(Region pointing data)
+-------+
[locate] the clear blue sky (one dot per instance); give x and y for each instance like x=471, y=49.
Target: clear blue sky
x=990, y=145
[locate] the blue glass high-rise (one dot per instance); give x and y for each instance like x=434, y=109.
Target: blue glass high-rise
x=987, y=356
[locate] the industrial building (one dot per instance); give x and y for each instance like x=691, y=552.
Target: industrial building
+-------+
• BRIEF: Find the word "instance" in the entries. Copy each line that holds it.

• SOLUTION TO THIS EXERCISE:
[locate] the clear blue sky (one dot per instance); give x and y for each instance like x=471, y=49.
[locate] the blue glass high-rise (one dot per instance); give x and y for each instance like x=434, y=109.
[locate] the industrial building (one dot per instance); give x and y for each instance like x=691, y=552.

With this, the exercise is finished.